Bromige maintains a small legion of admirers who value the taut intelligence of his poems. He’s routinely described as a “difficult” poet, but I don’t buy it. If the standard for transparency is Billy Collins, then maybe Bromige is difficult. Some of his poems experiment with syntax and a fracturing of the language, but these poems are no more difficult to enter, if you let your ear and senses guide you, than most 20th-century chamber music.
A typical Bromige poem cracks itself open, as if it were a hairy husk of coconut, and one discovers inside a nutrient composed of logic, wit and irony. Many of his shorter poems are wonders of composition. They often animate the inanimate, and are fired by their own engines, driving straight through the finish with intention. Consider the following two poems, which appear on facing pages in Bromige’s volume, Desire. The first, “Abstract,” strikes me as a cerebral painting, with a measure of theology tossed in, while the second poem, “The Object,” seems like a form of country-western love song.
Abstract
My desire precedes me
who am its shadow for the light
glows from beyond its further side.

| Aim |
Answer these questions using the passage on Bromige's poetry.
(a) What does the writer say the poems that experiment with syntax are no more difficult to enter than?
(b) In which of Bromige's volumes do "Abstract" and "The Object" appear?
(c) What does the poem "The Object" seem like to the writer?
The dataset rows that follow are separate material unrelated to the passage above.

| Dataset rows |
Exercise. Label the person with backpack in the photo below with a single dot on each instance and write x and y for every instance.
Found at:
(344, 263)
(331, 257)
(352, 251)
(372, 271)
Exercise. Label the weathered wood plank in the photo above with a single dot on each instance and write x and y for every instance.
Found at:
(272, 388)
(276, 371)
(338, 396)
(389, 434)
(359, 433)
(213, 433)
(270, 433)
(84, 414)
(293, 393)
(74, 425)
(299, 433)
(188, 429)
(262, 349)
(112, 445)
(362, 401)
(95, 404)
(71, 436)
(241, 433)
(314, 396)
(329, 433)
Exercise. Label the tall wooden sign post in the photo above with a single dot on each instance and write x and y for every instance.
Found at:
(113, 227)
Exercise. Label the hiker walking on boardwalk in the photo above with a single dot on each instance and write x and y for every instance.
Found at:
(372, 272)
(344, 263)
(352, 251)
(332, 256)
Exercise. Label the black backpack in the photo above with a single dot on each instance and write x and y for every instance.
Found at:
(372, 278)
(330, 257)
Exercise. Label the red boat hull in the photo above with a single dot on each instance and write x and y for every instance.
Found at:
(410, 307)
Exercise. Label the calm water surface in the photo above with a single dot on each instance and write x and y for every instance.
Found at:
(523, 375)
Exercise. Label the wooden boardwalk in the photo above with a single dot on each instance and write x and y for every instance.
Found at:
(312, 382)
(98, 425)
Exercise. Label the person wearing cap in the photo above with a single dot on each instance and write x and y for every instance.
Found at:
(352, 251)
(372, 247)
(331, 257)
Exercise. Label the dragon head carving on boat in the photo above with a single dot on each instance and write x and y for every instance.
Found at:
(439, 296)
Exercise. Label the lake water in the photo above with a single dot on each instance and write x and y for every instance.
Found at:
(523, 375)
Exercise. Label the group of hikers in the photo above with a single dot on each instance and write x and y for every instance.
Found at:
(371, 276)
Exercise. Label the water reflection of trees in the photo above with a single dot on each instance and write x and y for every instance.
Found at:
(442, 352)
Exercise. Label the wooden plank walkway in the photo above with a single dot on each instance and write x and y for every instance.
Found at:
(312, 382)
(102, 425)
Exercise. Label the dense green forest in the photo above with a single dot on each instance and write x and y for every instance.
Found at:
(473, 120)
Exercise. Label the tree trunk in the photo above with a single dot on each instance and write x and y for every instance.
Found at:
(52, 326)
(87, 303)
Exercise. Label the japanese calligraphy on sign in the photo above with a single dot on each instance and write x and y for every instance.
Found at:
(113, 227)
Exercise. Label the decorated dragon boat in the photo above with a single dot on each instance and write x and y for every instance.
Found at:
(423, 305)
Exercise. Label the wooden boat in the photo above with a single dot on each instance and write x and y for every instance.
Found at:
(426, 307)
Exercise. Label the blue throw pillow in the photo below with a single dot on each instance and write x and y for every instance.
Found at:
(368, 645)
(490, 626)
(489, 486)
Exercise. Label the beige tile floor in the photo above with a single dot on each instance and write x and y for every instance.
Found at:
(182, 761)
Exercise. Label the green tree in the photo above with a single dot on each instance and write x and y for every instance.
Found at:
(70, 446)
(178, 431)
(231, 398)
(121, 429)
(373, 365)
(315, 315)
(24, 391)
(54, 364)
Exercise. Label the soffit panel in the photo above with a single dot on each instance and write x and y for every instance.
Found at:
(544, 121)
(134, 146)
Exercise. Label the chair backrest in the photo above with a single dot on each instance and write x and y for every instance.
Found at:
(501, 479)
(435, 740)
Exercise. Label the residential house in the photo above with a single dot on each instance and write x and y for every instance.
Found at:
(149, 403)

| Completed exercise |
(a) Most 20th-century chamber music.
(b) Desire.
(c) A form of country-western love song.